[start of Reading text]
This is why I like being a Protestant. You're allowed to admit doctrinal errors, to re-trace your steps in light of Scripture and reason, and to admit openly that you're doing so instead of pretending that you're only teaching what your church has always been teaching for centuries. Bro. Attwood's approach here is deeply Reformational in spirit, even if it leads to a more "Catholic" result in this case (ditto re sacraments).
Tom R 03.22.05 - 9:18 pm #
And of course one reason I like being Catholic so much is that one can believe that a Church exists in the world which can actually attain to theological / spiritual / biblical truth and preserve it. This keeps us from the time-consuming and (should be) unnecessary task of "reinventing the doctrinal wheel" every generation.
For heaven's sake, do Protestants really believe that God is so weak and ineffectual that no Church on earth could have figured out the entire Christian theology by now? What y'all seem to think is a priori impossible, we accept on faith (corroborated by historical evidences), on the grounds that "with God all things are possible."
And so we see in the present case yet another instance of the glory of Catholicism. We've known about and practiced prayers for the dead from the beginning. But it is some big revelation for some Lutherans to figure this out now? And they have to go against the grain of their own Lutheran denominations to do so? Luther and the Augsburg Confession got it right, but somehow this knowledge was lost, simply because it smacked too much of "Catholicism"?
So Tom thinks this is very "reformational" and much to the glory of Lutheranism or Protestantism or sola Scriptura or private judgment, or however one wishes to characterize it?
I conclude exactly the opposite. In my mind, this is one indication of many many that the Catholic Church is precisely what she claims to be, because she got it right once again, whereas Protestants keep "discovering" what she knew all along.
No doubt this will be perceived by some as a "triumphalistic" remark. But Catholics are always accused of that no matter what we do, so I figure we may as well speak our minds freely. I wasn't trying to be triumphalistic at all, nor was that my intent. It was simply a rhetorical turning of the tables. Tom wrote about why he thought the post reinforced what was good about being a Protestant. I simply responded by explaining why I thought precisely the opposite.
Thus, if my comment was "triumphalistic" then his was equally so, and the complaint ought to be made across the board: "no one may ever speak about why they believe in one variation of Christianity over against others. They must regard all denominations and Christian opinions as of exactly the same validity and plausibility."
[end of Reading text]
In the comment thread, change "indication" to "sign" and write out the passage that begins at the words "I conclude exactly" and stops after "knew all along.".
[start of Information shown]
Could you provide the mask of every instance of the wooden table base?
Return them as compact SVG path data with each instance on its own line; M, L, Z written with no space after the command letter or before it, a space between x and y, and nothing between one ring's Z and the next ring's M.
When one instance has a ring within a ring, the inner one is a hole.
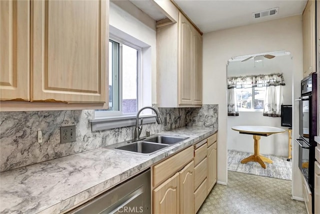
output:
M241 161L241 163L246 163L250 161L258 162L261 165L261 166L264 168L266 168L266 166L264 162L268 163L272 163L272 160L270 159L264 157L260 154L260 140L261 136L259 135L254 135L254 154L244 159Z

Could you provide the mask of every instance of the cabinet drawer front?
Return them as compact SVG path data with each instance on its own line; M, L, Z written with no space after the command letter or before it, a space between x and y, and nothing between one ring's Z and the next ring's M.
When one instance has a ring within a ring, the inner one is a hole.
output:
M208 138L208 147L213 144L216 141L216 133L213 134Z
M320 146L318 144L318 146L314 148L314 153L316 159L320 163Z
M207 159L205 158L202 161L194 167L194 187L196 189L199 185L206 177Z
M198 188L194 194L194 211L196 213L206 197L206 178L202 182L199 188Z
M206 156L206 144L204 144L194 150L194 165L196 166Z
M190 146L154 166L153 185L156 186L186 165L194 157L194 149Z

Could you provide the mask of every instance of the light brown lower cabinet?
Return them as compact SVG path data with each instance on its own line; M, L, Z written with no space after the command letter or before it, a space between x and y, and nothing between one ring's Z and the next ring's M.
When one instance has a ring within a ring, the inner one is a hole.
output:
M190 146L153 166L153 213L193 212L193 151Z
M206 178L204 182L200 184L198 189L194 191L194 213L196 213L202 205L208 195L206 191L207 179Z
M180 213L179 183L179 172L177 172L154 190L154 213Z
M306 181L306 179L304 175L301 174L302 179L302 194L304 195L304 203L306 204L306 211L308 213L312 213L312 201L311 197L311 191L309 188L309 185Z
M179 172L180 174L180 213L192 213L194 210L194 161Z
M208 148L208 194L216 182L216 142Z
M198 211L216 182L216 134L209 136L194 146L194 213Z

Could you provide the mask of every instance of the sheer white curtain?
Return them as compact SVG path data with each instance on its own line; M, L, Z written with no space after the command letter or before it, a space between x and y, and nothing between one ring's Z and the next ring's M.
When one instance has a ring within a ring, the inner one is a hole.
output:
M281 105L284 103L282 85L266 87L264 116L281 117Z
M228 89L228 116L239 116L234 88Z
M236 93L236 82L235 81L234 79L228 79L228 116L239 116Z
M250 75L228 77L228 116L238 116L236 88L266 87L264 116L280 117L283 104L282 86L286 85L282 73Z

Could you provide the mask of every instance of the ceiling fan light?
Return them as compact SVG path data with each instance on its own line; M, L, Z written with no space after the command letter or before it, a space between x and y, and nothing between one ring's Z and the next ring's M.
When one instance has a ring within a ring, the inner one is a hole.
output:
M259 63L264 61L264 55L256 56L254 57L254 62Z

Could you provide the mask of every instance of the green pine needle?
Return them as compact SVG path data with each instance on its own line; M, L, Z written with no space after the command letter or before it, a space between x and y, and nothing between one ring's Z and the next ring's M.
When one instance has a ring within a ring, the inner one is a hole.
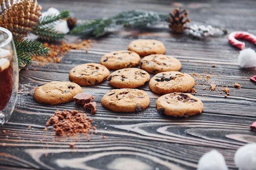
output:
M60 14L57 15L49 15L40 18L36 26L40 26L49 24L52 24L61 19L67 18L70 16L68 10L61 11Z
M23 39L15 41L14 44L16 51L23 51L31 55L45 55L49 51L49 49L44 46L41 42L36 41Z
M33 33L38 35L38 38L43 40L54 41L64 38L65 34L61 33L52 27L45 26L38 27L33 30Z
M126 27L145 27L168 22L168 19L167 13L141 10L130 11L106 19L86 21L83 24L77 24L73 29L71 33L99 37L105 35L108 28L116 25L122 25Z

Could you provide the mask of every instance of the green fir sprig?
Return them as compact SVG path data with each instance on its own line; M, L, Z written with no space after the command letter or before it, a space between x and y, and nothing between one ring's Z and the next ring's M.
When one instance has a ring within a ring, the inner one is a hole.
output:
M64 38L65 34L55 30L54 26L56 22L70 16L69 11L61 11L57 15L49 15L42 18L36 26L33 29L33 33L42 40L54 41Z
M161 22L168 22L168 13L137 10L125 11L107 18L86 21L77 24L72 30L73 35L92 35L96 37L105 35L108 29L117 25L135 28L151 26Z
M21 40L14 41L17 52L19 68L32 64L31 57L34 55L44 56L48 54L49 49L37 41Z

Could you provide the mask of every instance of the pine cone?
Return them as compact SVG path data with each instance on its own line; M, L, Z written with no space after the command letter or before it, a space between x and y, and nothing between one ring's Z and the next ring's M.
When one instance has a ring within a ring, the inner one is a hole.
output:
[end of Information shown]
__Problem solution__:
I conclude exactly the opposite. In my mind, this is one sign of many many that the Catholic Church is precisely what she claims to be, because she got it right once again, whereas Protestants keep "discovering" what she knew all along.